## Task prompt
Count the lines in the data below that contain the string "When". Reply with the number alone.

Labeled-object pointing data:
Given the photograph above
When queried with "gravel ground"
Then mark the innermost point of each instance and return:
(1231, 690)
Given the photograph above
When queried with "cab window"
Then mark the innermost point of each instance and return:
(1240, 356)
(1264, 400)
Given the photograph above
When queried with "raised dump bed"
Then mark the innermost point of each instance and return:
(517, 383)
* * *
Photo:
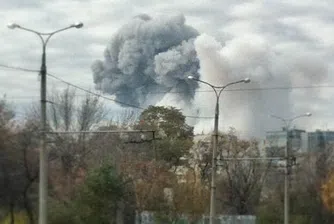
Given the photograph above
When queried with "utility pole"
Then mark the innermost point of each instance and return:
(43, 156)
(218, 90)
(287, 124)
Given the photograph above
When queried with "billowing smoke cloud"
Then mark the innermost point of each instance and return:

## Finished task
5